*Document section*.
With drought conditions plaguing much of the country this past year, many producers have found ways to stretch their rations. Corn stover and soybean stubble can be a good source of feed or bedding when used properly, and a way to add value to your crop. A 160 bushel/acre corn crop will produce about 4.5 tons of stover/acre. There are costs to consider, and you will want to determine if the residue will be worth the time, fuel, wear on machinery, and effort it takes to gather it. Think carefully about harvest and transportation costs on a “per consumable ton” basis.
The straw can be used as a last resort as a filler to “dilute” other high quality feeds in a ration when more roughage is needed. Corn stover has more value as both a feed source and a bedding, although stalk palatability can be a problem. Corn stover is better adapted to mid-gestation beef cows or dairy heifers than for lactating dairy cows. Its feed value is optimal just after harvest, then drops off as it weathers in the field. Grazing is the best method for feeding, since livestock can eat husks and kernels that have fallen off during harvesting. Livestock often select the grain first, then the husks and leaves. For a planned corn stover grazing application, turnips or radishes can be interseeded (broadcast with high boy or aerial seeded) into the standing corn in August. Left to grow after corn harvest, the leafy brassicas will grow into the fall and make a good high-protein forage along with the residual stover.
Shredding the residue improves its potential and usability as both a feed and bedding. When used as a bedding, well-shredded material breaks down rapidly into rich compost.
Soybean straw in bedding uses can absorb more moisture than corn stover, but is more difficult to remove and compost. Corn stalks break down more readily, and when removed and formed into small, frequently-turned piles will degrade to compost within a few weeks. The piles can quickly heat up to 200 degrees F. They should be kept moist, and more moisture can be added if they heat up too quickly. Soybean straw piles don’t heat as fast as corn stover or get as hot. Using a fine straw chopper on the combine to shred the soybean stubble not only helps it degrade faster, but makes it easier to work with and spread. Finished compost can be spread on fields using a manure spreader.
While you can take advantage of the residue to add value to your farm into the winter, keep in mind a few of the costs and weigh them carefully when fitting them into your plan:
- Harvesting, handling, and storing
- Reduced soil cover over the winter, which potentially means more erosion. This may not apply if you harvest the residue early enough to get a cover crop in the ground.
- Less organic matter to improve soil health and feed microbes
- Removes some nutrients (including approx. 13-15 lbs N/dry ton of straw/stover, depending on the crop harvested)
Keep in mind that this type of feed may not be ideal for all forms of livestock, especially younger animals and lactating cows. One of the most important factors determining your success with this residue is your ability to grind or shred it and, if using as a feed, to mix it with more energy-dense material and mineral supplements.

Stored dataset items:
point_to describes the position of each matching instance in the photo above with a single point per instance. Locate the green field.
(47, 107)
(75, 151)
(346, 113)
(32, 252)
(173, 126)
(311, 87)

*Directions for this task*.
Reproduce the stretch of the crop residue text from "While you can" through "the crop harvested)", word for word.

*Response*.
While you can take advantage of the residue to add value to your farm into the winter, keep in mind a few of the costs and weigh them carefully when fitting them into your plan:
- Harvesting, handling, and storing
- Reduced soil cover over the winter, which potentially means more erosion. This may not apply if you harvest the residue early enough to get a cover crop in the ground.
- Less organic matter to improve soil health and feed microbes
- Removes some nutrients (including approx. 13-15 lbs N/dry ton of straw/stover, depending on the crop harvested)